Count the lines of the records below that contain the string "foliage" and give only that number.

-- DATA RECORDS start --

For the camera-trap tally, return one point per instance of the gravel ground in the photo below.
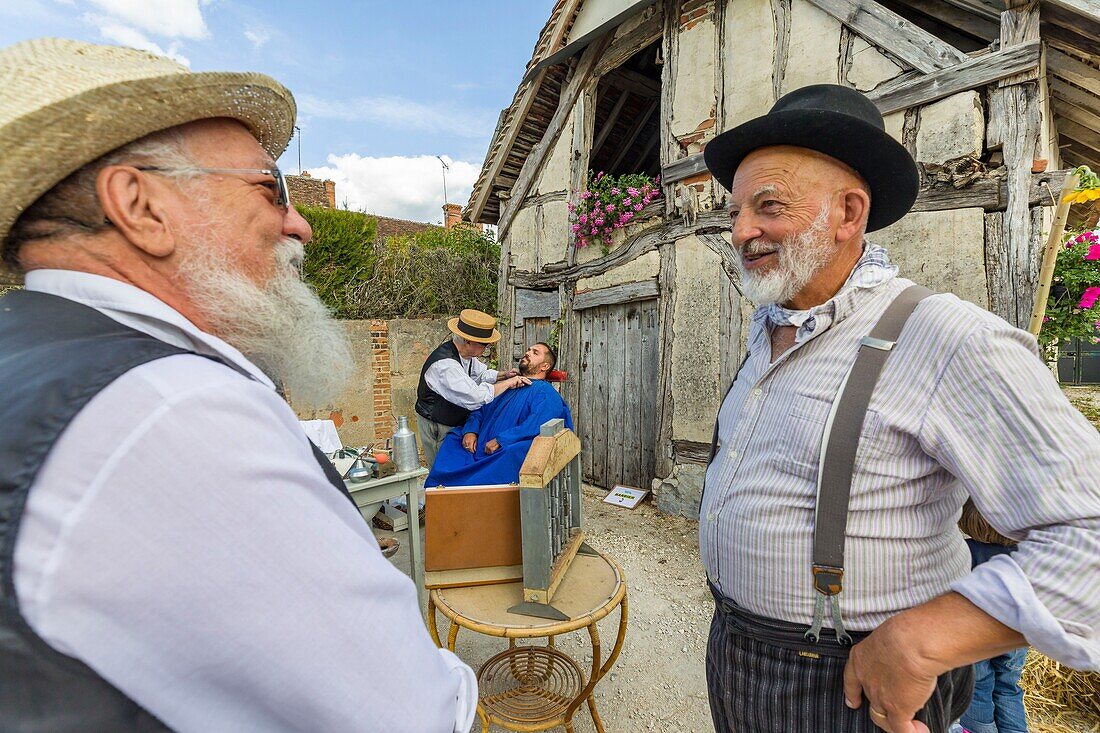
(658, 682)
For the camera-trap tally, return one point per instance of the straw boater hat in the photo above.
(475, 326)
(66, 104)
(839, 122)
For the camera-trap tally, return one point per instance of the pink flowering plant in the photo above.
(1073, 308)
(609, 203)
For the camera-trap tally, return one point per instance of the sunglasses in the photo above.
(282, 193)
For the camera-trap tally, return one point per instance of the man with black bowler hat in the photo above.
(174, 551)
(865, 413)
(454, 382)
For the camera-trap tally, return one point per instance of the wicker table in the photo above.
(534, 688)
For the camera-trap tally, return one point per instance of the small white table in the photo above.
(403, 483)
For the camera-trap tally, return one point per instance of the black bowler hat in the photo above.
(839, 122)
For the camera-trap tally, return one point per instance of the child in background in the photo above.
(998, 702)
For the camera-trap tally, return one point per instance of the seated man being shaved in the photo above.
(492, 445)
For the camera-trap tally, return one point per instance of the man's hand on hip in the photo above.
(895, 667)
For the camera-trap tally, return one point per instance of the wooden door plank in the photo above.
(616, 392)
(649, 356)
(598, 360)
(635, 392)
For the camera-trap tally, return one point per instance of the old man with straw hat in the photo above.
(867, 411)
(174, 553)
(453, 382)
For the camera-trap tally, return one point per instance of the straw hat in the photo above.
(475, 326)
(66, 104)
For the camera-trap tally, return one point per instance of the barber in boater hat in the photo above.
(845, 599)
(454, 382)
(174, 553)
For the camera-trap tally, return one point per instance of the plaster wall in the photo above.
(553, 232)
(693, 99)
(814, 52)
(645, 267)
(942, 250)
(869, 67)
(749, 42)
(554, 174)
(353, 411)
(950, 128)
(695, 365)
(521, 239)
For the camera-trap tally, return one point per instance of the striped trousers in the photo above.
(762, 677)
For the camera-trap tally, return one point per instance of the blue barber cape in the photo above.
(514, 418)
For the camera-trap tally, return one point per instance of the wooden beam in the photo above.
(888, 30)
(905, 93)
(691, 451)
(635, 81)
(635, 247)
(1076, 97)
(1021, 128)
(683, 168)
(609, 122)
(633, 135)
(520, 106)
(1076, 131)
(1070, 69)
(540, 152)
(989, 194)
(1078, 116)
(616, 294)
(623, 48)
(956, 18)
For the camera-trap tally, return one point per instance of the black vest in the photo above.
(429, 403)
(55, 356)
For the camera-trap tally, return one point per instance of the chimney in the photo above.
(452, 215)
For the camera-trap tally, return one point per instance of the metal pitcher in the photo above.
(406, 455)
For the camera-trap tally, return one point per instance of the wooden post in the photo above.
(1021, 127)
(1051, 255)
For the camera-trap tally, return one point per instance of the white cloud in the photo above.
(398, 112)
(257, 36)
(122, 34)
(173, 19)
(403, 187)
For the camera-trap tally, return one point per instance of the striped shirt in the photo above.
(964, 406)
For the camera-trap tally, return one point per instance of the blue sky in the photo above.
(382, 87)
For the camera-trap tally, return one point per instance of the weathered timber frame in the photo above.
(1036, 90)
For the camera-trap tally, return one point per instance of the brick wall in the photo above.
(382, 394)
(306, 190)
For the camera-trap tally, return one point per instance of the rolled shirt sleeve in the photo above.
(448, 379)
(1002, 426)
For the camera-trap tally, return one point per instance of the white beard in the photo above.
(283, 327)
(800, 256)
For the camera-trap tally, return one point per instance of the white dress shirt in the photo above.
(964, 406)
(182, 540)
(466, 383)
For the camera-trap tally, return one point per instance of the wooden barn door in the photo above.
(617, 408)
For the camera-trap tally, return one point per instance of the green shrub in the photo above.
(435, 272)
(340, 255)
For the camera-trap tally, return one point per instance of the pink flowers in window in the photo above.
(611, 203)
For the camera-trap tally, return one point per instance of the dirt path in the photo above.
(658, 682)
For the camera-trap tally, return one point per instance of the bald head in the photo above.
(798, 217)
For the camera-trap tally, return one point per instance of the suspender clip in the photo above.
(828, 580)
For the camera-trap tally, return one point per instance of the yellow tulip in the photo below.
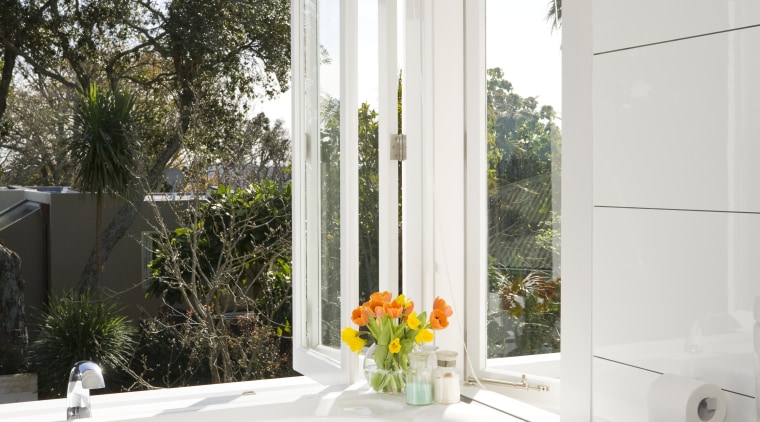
(412, 321)
(395, 345)
(423, 336)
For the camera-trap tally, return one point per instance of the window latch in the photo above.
(398, 147)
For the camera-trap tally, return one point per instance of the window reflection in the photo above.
(523, 144)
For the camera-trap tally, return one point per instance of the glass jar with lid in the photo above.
(446, 379)
(419, 380)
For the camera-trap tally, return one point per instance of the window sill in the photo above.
(541, 370)
(283, 399)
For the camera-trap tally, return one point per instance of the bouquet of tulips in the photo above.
(395, 328)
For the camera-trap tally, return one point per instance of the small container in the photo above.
(419, 380)
(446, 386)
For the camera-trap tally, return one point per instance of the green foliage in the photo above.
(79, 326)
(101, 145)
(174, 351)
(236, 237)
(522, 139)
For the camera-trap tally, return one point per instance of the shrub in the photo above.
(74, 327)
(174, 351)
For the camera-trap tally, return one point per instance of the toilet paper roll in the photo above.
(675, 398)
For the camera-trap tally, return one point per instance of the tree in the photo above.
(200, 59)
(231, 255)
(521, 140)
(102, 149)
(13, 336)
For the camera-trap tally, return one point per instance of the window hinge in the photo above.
(398, 147)
(521, 385)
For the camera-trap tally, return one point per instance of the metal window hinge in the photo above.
(521, 385)
(398, 147)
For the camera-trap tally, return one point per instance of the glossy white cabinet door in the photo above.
(620, 395)
(673, 292)
(625, 23)
(676, 124)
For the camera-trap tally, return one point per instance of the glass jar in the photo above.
(432, 359)
(419, 380)
(446, 385)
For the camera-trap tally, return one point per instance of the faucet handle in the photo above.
(89, 373)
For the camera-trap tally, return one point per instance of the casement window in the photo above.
(442, 218)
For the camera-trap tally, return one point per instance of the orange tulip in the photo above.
(440, 304)
(381, 296)
(394, 309)
(360, 316)
(438, 319)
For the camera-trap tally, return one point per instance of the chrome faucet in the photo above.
(84, 376)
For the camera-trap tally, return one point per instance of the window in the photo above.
(523, 179)
(448, 232)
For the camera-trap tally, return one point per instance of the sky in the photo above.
(519, 40)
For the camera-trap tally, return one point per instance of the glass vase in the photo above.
(383, 373)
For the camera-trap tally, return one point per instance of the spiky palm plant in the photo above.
(103, 152)
(74, 327)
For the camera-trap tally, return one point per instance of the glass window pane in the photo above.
(523, 142)
(368, 170)
(329, 186)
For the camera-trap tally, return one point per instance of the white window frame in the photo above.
(445, 212)
(327, 364)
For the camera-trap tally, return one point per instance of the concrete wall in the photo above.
(53, 256)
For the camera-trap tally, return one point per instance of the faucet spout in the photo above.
(84, 376)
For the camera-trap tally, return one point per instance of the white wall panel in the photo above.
(620, 395)
(625, 23)
(674, 126)
(673, 292)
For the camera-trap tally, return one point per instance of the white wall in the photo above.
(676, 199)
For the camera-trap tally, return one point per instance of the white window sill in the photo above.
(284, 399)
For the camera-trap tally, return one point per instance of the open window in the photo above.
(457, 199)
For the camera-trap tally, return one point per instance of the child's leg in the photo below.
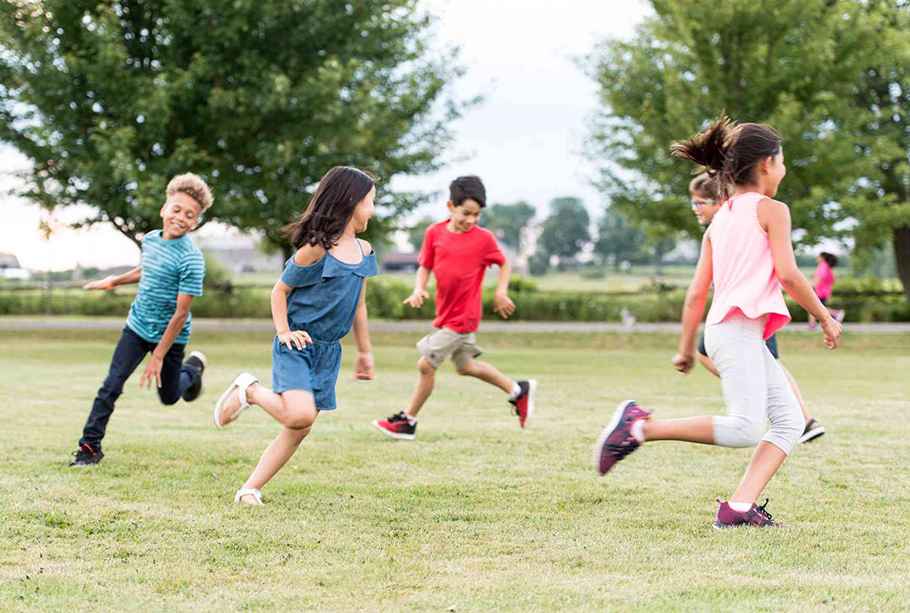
(175, 377)
(739, 358)
(301, 408)
(786, 426)
(128, 354)
(294, 409)
(425, 384)
(485, 372)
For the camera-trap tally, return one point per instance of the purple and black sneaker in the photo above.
(617, 441)
(757, 517)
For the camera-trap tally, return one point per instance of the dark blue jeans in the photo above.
(129, 353)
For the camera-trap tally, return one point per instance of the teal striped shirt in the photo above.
(168, 268)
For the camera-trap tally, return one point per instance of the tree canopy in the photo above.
(833, 76)
(110, 99)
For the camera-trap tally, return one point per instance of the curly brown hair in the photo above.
(193, 186)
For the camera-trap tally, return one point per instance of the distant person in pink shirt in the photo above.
(747, 253)
(823, 283)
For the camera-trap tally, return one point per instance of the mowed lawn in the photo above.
(476, 515)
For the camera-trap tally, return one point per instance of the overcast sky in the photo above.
(525, 141)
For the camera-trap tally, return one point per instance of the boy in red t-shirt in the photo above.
(458, 251)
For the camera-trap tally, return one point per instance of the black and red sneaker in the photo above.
(616, 441)
(85, 456)
(524, 403)
(398, 426)
(757, 517)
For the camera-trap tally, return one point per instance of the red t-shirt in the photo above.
(459, 262)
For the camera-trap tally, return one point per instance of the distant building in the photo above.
(10, 269)
(240, 253)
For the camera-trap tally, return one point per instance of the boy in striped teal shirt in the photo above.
(170, 275)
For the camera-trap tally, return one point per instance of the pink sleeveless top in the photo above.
(744, 277)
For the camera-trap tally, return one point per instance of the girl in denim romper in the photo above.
(319, 297)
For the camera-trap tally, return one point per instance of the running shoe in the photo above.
(617, 441)
(397, 426)
(524, 403)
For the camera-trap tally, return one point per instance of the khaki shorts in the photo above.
(439, 345)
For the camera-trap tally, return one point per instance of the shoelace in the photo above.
(763, 513)
(621, 450)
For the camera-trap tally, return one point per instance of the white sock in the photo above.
(638, 431)
(516, 390)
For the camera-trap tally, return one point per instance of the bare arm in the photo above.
(363, 364)
(774, 217)
(112, 281)
(174, 326)
(420, 288)
(502, 304)
(694, 306)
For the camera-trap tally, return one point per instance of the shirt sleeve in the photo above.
(492, 253)
(427, 250)
(192, 274)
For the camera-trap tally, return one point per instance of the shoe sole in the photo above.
(397, 436)
(606, 432)
(532, 392)
(812, 434)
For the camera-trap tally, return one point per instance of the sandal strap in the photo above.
(248, 492)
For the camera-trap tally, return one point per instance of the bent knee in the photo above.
(742, 432)
(425, 368)
(300, 420)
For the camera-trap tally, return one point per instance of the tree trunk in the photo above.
(902, 257)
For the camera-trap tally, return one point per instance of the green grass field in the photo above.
(477, 515)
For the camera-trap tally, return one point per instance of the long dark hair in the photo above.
(729, 151)
(331, 207)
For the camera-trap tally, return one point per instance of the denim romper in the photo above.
(322, 303)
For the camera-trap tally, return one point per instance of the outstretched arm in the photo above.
(420, 288)
(363, 365)
(694, 307)
(502, 304)
(112, 281)
(774, 217)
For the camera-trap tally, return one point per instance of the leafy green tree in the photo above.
(565, 232)
(508, 221)
(831, 76)
(110, 99)
(619, 240)
(417, 231)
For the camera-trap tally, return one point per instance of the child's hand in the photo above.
(298, 337)
(683, 362)
(105, 283)
(416, 299)
(363, 367)
(152, 371)
(503, 305)
(832, 330)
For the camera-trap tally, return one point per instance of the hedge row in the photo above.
(385, 296)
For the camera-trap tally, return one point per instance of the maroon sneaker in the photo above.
(617, 441)
(397, 426)
(757, 516)
(524, 402)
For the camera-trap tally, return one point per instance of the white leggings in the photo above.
(755, 388)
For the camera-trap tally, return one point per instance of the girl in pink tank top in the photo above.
(747, 254)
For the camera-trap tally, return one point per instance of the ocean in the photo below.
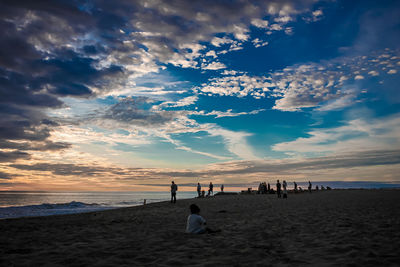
(22, 204)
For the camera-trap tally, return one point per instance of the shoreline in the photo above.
(330, 228)
(101, 207)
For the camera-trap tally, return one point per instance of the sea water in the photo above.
(22, 204)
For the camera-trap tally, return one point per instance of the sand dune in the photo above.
(330, 228)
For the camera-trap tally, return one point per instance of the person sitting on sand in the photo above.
(174, 188)
(195, 223)
(211, 189)
(198, 189)
(284, 184)
(278, 188)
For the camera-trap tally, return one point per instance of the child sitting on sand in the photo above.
(197, 224)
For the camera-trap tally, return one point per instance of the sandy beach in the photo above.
(329, 228)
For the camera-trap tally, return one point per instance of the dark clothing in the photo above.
(278, 189)
(173, 197)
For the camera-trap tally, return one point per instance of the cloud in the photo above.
(259, 43)
(228, 113)
(237, 85)
(360, 134)
(323, 86)
(361, 165)
(138, 111)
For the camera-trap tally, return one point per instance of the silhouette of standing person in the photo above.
(199, 189)
(174, 188)
(278, 188)
(284, 184)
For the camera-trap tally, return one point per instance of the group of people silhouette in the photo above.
(196, 224)
(200, 193)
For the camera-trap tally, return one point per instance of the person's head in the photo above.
(194, 209)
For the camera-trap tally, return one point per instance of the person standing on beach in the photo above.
(284, 184)
(199, 189)
(174, 188)
(278, 188)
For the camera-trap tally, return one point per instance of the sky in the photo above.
(129, 95)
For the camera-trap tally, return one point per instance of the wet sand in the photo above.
(329, 228)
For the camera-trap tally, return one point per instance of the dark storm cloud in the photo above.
(37, 66)
(243, 168)
(53, 49)
(13, 155)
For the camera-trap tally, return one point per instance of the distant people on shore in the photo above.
(210, 189)
(284, 184)
(196, 224)
(262, 188)
(198, 189)
(278, 188)
(174, 188)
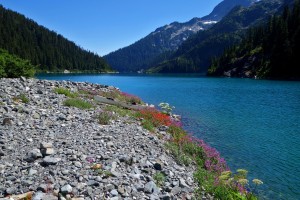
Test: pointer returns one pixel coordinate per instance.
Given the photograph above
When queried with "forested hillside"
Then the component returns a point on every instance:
(195, 54)
(46, 49)
(161, 43)
(12, 66)
(270, 51)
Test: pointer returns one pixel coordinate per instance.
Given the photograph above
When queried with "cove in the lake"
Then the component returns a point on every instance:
(255, 124)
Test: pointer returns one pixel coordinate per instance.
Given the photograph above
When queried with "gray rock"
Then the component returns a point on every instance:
(47, 151)
(32, 172)
(176, 190)
(11, 190)
(93, 183)
(45, 145)
(151, 187)
(66, 189)
(42, 188)
(33, 155)
(182, 183)
(158, 166)
(7, 122)
(114, 193)
(50, 161)
(78, 164)
(165, 197)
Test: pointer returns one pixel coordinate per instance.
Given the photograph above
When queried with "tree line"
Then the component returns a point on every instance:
(46, 49)
(267, 51)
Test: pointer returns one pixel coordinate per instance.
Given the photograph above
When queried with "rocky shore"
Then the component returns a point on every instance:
(50, 151)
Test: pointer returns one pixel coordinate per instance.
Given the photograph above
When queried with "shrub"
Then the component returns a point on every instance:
(153, 118)
(166, 108)
(21, 97)
(159, 179)
(12, 66)
(120, 111)
(78, 103)
(65, 92)
(105, 117)
(129, 98)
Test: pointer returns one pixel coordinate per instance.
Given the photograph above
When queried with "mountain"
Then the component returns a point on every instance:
(160, 44)
(223, 8)
(48, 50)
(196, 53)
(270, 51)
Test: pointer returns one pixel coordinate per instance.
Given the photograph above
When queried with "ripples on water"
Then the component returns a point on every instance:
(254, 124)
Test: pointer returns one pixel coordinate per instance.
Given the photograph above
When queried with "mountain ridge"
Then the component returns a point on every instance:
(195, 54)
(45, 48)
(159, 44)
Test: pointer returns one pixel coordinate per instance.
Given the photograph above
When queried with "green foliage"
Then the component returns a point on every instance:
(105, 117)
(268, 51)
(166, 108)
(119, 111)
(78, 103)
(12, 66)
(21, 97)
(46, 49)
(159, 179)
(65, 92)
(148, 125)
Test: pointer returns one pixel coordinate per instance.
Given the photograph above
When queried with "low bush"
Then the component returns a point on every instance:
(65, 92)
(78, 103)
(22, 97)
(105, 117)
(159, 179)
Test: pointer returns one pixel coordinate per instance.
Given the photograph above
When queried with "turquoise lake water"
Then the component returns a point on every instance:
(254, 124)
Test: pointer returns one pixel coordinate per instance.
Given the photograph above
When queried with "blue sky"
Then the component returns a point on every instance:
(103, 26)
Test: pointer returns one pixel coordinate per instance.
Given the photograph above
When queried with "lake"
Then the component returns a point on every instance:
(254, 124)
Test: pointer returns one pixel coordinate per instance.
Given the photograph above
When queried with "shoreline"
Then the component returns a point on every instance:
(49, 150)
(58, 141)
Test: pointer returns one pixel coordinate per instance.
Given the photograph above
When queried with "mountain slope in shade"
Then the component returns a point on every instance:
(195, 54)
(269, 51)
(50, 51)
(159, 44)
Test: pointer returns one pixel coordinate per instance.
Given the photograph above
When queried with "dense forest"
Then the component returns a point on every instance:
(269, 51)
(12, 66)
(44, 48)
(195, 54)
(161, 43)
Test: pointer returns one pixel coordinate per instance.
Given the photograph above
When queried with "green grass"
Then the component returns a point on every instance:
(65, 92)
(21, 97)
(78, 103)
(105, 117)
(159, 179)
(119, 111)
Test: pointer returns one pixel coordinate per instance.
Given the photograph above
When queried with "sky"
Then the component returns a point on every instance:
(103, 26)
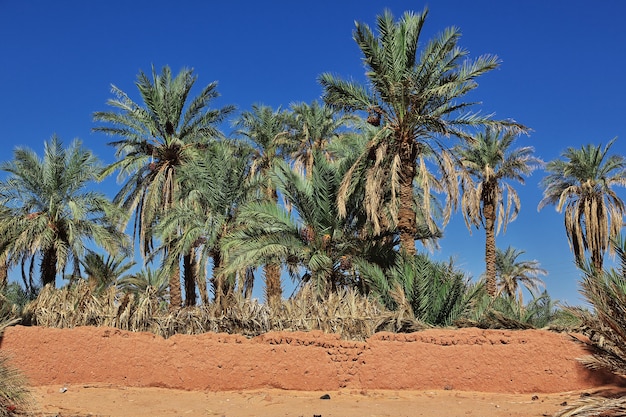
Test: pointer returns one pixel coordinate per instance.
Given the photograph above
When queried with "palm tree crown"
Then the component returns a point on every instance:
(413, 98)
(513, 272)
(582, 184)
(488, 199)
(49, 214)
(157, 139)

-- DATA RECORDS end --

SOLVED PROBLEM: 2